▶ _SELECTED EXCERPT_:
########

Dawn of a new age of indemnity

indemnityKevin Culliney takes a look at the indemnity provisions reform and discusses what we can expect from this.

Recently, Sajid Javid announced government proposals to reform indemnity provisions in 2022.

This decision coincides with recommendations from the Paterson inquiry, number 10 of which states:

‘We recommend that the government should, as a matter of urgency, reform the current regulation of indemnity products for healthcare professionals in light of the serious shortcomings identified by the inquiry and introduce a nationwide safety net to ensure patients are not disadvantaged.’

Here, we look at this reform and discuss what it means for dental indemnity.


Ian Paterson was a breast surgeon working for the NHS and at Spire hospitals.

In 2017, Ian Paterson was convicted of 17 counts of wounding with intent and three counts of unlawful wounding. 

Paterson’s indemnifier exercised its discretion not to indemnify the surgeon and avoided paying over £40 million in damages.

Had Paterson been indemnified by an insurance company, the insurer would have also declined cover, as insurance indemnity does not cover deliberate or criminal acts.

Given the severity of the case and the number of patients involved, the government instituted a formal inquiry that delivered its report in February 2020.

It recommended that an investigation into the whole issue of indemnity provision should take place. As well as procedures put in place to ensure that future patients would not be left exposed.

In 2019, the Department of Health conducted a consultation on the future of indemnity. The results were expected in 2020, but have been delayed due to Covid-19.

Following the Secretary of State’s statement, we can now expect reform; but what might this look like?

The future of indemnity

Post-Paterson inquiry, discretionary indemnity will likely become a thing of the past.

This change will bring the dental defence organisations (DDOs) under the regulation of the Financial Conduct Authority, which will have cost implications.

The chancellor will impose 12% insurance premium tax; as anyone working in the insurance industry knows, regulation is expensive.

We expect it to add an additional 6-8% to the DDO’s cost.

########

▶ _SOURCE INFORMATION_:

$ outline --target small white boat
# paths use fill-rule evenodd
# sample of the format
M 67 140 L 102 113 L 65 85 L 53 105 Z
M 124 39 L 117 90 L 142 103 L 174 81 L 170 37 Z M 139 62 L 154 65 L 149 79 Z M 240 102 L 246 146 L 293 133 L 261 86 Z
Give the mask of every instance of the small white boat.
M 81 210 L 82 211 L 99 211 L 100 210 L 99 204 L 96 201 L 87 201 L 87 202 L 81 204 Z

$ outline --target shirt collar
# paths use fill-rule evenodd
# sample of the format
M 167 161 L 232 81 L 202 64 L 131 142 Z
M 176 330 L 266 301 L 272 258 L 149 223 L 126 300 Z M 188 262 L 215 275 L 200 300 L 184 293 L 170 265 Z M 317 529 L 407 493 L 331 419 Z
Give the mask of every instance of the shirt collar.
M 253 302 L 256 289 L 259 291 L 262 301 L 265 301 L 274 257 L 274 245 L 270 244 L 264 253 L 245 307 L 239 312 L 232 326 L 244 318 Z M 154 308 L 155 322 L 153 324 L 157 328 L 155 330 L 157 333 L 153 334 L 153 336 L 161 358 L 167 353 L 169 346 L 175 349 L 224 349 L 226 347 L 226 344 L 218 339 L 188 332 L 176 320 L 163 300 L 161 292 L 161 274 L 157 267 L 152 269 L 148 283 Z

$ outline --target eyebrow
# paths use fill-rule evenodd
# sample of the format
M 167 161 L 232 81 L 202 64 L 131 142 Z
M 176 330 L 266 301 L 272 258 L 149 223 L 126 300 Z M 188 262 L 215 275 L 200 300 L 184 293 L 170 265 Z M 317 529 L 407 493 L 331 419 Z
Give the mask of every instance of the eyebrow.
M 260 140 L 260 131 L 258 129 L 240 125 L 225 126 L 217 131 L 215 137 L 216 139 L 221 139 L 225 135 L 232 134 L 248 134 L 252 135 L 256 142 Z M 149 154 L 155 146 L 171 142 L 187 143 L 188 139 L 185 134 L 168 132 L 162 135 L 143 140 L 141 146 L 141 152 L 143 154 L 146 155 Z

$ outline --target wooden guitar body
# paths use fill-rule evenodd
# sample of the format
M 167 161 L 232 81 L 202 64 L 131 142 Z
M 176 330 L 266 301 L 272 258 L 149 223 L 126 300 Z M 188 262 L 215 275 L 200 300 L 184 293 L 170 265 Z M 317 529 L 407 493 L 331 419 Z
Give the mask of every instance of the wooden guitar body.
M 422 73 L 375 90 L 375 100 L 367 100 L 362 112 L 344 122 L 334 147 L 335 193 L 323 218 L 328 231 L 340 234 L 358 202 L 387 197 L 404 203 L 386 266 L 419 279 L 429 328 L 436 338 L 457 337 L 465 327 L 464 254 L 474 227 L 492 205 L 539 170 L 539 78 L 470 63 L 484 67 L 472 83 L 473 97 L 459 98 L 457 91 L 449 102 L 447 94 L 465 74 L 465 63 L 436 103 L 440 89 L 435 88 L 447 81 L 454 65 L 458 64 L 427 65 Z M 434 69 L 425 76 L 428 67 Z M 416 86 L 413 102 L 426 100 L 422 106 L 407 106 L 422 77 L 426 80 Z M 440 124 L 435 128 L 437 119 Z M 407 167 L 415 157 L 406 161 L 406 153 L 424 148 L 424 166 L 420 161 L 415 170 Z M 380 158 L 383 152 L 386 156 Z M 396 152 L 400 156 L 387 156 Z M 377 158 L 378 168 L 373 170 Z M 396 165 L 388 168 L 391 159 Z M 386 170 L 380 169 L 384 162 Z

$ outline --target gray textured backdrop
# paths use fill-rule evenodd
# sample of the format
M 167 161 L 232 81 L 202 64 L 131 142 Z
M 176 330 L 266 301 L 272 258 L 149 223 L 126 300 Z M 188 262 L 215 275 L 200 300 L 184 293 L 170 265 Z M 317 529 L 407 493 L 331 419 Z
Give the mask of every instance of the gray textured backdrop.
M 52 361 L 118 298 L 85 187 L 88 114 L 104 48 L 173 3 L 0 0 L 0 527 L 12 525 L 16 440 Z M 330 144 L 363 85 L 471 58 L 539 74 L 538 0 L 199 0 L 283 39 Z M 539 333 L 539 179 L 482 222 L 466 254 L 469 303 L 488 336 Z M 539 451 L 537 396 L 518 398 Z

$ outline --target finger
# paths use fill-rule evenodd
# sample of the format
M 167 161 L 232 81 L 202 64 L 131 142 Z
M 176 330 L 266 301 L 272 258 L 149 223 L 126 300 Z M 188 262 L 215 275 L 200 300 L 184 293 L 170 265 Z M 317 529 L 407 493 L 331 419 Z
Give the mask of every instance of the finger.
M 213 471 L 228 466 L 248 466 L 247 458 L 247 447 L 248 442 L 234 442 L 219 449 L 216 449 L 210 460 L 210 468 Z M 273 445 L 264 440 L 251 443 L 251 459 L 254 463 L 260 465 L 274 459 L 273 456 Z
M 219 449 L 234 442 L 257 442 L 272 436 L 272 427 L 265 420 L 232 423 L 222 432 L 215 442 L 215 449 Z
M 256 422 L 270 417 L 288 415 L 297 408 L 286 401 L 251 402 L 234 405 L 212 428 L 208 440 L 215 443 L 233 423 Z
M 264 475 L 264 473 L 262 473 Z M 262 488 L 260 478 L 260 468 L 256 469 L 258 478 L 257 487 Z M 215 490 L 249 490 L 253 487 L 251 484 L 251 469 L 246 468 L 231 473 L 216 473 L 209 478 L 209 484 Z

########

▶ _EXERCISE INSTRUCTIONS_:
Quote the indemnity article between "In 2019, the" and "regulation is expensive.", inclusive. The lines are unrelated to the indemnity article and stand as separate material.

▶ _ANSWER SECTION_:
In 2019, the Department of Health conducted a consultation on the future of indemnity. The results were expected in 2020, but have been delayed due to Covid-19.

Following the Secretary of State’s statement, we can now expect reform; but what might this look like?

The future of indemnity

Post-Paterson inquiry, discretionary indemnity will likely become a thing of the past.

This change will bring the dental defence organisations (DDOs) under the regulation of the Financial Conduct Authority, which will have cost implications.

The chancellor will impose 12% insurance premium tax; as anyone working in the insurance industry knows, regulation is expensive.